> Description of the task: Edit the records from the start through the line with "point(279, 93)", changing "picture" to "photo" and leaving everything else as it is.

> Material for this task:
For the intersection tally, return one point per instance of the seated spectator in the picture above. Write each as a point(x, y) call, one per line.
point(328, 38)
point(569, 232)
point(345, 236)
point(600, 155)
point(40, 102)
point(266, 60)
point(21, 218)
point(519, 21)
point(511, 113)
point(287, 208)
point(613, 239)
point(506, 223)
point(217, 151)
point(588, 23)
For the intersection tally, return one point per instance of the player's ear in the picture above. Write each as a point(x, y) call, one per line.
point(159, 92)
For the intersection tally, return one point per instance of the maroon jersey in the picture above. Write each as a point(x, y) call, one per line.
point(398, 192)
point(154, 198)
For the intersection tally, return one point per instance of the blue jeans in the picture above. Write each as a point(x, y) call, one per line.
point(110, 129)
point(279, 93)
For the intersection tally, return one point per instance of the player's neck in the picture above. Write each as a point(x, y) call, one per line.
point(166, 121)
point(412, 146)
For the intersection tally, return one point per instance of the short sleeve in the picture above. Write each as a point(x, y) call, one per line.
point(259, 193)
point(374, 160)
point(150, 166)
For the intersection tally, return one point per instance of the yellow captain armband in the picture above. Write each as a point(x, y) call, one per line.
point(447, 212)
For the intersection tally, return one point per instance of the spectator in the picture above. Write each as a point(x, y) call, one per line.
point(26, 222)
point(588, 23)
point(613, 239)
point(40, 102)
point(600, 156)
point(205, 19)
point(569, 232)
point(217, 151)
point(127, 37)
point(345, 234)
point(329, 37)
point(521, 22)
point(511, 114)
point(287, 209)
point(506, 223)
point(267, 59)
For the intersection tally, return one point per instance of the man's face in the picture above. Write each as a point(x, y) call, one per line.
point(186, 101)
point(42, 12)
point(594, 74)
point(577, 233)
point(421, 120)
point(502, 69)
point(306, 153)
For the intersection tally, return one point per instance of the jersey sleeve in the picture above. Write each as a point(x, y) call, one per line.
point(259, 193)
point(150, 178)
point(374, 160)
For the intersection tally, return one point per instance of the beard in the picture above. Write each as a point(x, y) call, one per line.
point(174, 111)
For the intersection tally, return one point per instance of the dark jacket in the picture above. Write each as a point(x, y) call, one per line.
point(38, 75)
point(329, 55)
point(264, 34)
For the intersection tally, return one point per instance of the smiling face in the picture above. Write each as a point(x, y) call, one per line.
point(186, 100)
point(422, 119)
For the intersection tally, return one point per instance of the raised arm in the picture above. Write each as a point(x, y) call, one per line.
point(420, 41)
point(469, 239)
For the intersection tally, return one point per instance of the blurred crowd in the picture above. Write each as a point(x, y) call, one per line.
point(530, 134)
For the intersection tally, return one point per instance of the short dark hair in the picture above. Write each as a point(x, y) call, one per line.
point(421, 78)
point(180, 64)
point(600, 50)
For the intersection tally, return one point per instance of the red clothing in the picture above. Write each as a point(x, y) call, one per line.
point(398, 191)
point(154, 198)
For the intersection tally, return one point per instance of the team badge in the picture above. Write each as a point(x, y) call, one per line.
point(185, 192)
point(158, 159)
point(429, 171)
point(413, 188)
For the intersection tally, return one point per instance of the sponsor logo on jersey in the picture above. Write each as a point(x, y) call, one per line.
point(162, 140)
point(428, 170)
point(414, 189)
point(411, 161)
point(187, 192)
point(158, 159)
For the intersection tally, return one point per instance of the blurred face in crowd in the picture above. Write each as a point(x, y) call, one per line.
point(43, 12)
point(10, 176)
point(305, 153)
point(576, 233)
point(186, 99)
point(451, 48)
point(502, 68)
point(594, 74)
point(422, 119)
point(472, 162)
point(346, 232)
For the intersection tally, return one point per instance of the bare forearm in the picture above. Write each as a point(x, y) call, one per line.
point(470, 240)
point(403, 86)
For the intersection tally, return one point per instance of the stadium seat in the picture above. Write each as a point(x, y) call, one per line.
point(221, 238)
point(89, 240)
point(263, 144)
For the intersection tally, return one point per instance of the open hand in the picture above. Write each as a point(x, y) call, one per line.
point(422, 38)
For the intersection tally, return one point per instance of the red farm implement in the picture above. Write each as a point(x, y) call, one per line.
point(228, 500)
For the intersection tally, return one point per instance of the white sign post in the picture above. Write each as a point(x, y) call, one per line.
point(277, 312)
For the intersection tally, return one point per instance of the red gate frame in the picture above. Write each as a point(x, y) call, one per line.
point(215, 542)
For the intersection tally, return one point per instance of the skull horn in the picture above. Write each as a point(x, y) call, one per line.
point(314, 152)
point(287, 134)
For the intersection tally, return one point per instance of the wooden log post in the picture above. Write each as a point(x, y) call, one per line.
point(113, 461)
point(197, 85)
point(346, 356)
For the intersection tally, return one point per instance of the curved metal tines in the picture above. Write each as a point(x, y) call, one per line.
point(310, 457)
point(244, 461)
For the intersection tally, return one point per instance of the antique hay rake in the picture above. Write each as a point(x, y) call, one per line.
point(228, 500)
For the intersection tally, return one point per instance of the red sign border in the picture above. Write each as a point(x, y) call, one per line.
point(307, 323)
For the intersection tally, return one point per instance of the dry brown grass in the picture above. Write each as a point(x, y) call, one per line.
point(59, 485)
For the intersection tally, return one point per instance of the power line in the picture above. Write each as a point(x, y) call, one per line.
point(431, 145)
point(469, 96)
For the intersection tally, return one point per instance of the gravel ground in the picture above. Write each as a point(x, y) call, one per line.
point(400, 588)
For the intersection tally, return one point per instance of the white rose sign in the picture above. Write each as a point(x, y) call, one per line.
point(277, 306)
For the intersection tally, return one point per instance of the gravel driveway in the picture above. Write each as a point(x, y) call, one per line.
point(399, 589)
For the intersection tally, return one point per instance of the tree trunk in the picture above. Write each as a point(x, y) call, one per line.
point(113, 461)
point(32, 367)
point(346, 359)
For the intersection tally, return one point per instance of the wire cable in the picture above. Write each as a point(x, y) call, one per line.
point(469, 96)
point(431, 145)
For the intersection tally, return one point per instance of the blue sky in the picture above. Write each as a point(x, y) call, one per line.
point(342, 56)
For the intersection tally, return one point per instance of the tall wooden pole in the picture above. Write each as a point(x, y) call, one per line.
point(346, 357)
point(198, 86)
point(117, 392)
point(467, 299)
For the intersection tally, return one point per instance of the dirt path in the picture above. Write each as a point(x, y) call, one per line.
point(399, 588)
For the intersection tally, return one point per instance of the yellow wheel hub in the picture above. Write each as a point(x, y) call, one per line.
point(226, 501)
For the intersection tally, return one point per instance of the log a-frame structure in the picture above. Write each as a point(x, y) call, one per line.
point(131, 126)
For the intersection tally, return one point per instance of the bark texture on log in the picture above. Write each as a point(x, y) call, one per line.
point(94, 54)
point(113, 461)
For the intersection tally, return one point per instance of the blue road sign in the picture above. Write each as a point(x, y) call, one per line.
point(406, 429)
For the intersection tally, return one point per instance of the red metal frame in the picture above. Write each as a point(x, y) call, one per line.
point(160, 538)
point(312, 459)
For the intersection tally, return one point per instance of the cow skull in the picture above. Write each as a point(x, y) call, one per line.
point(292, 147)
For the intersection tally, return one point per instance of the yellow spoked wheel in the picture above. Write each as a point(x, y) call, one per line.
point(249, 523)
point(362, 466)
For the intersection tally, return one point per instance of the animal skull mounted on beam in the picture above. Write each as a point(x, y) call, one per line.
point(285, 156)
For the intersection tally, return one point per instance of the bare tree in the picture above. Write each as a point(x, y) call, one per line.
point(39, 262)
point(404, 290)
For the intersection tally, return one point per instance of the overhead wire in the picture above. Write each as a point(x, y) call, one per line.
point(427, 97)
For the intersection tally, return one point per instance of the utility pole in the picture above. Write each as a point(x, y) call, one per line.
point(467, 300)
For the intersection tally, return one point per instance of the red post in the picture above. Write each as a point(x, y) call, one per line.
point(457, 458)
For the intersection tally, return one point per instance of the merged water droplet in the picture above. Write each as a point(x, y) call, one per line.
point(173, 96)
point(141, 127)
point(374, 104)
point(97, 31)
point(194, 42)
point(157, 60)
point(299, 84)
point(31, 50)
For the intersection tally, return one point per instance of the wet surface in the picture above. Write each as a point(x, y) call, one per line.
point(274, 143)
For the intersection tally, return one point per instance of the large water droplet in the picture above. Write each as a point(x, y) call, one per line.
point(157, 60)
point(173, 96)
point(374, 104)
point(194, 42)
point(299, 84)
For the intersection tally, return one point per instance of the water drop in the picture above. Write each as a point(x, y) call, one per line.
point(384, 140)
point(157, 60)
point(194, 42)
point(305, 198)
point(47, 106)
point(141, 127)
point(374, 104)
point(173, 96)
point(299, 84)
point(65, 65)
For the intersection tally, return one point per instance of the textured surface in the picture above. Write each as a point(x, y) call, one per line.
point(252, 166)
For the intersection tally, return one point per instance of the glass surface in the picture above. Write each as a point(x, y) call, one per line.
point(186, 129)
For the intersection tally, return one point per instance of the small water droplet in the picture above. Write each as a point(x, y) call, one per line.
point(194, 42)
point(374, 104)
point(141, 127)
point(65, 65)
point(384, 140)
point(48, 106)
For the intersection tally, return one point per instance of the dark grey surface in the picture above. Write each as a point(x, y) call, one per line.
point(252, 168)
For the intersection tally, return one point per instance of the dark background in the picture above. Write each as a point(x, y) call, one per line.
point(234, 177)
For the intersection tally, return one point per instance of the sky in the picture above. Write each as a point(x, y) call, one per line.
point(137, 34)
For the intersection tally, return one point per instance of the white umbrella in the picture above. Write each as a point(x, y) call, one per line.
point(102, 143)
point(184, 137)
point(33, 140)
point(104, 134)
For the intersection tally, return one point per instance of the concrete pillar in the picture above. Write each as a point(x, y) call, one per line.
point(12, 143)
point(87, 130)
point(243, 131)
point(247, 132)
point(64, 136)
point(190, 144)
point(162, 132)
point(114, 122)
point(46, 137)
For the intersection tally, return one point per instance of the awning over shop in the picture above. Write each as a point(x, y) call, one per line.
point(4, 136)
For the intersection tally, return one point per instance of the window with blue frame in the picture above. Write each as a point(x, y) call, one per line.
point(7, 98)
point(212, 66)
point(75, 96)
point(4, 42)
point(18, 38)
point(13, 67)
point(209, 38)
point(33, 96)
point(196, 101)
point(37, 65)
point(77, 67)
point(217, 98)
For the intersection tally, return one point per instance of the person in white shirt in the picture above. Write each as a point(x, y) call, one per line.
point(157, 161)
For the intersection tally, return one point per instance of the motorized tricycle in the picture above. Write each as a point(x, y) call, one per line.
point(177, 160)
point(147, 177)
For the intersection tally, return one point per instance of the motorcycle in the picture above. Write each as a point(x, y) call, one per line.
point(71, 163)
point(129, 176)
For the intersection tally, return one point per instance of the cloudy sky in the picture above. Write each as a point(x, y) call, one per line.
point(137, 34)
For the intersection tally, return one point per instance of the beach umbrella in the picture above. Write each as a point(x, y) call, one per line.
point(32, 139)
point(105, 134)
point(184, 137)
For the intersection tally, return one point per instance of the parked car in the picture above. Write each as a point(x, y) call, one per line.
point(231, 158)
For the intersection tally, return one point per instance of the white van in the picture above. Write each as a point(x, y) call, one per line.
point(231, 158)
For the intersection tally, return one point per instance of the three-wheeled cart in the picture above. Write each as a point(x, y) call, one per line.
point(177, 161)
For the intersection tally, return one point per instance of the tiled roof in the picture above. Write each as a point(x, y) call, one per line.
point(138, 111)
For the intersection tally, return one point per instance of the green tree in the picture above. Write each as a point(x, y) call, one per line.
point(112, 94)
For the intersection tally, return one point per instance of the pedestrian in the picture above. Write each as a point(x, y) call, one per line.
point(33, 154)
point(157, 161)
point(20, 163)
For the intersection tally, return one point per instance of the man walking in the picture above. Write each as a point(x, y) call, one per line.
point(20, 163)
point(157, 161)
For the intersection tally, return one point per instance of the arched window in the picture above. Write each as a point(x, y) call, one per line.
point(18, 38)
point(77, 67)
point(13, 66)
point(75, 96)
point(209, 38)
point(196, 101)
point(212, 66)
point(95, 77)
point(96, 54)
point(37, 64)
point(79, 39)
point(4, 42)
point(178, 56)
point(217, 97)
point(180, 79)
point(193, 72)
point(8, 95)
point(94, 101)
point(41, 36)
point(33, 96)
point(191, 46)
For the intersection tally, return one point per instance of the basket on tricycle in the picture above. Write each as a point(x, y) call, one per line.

> Written solution:
For the intersection tally, return one point per instance of the seated spectator in the photo above. Write each as a point(x, y) call, one per line.
point(328, 38)
point(569, 232)
point(345, 236)
point(600, 155)
point(40, 102)
point(266, 60)
point(21, 218)
point(519, 21)
point(511, 113)
point(287, 208)
point(613, 239)
point(506, 223)
point(217, 151)
point(588, 23)
For the intersection tally, return one point per instance of the player's ear in the photo above. Write each as a point(x, y) call, one per line.
point(159, 92)
For the intersection tally, return one point per instance of the maroon jersey in the photo above. Write each as a point(x, y) call, one per line.
point(398, 192)
point(154, 198)
For the intersection tally, return one point per instance of the blue jeans in the photo above. Write each as a point(x, y) call, one per line.
point(110, 129)
point(279, 93)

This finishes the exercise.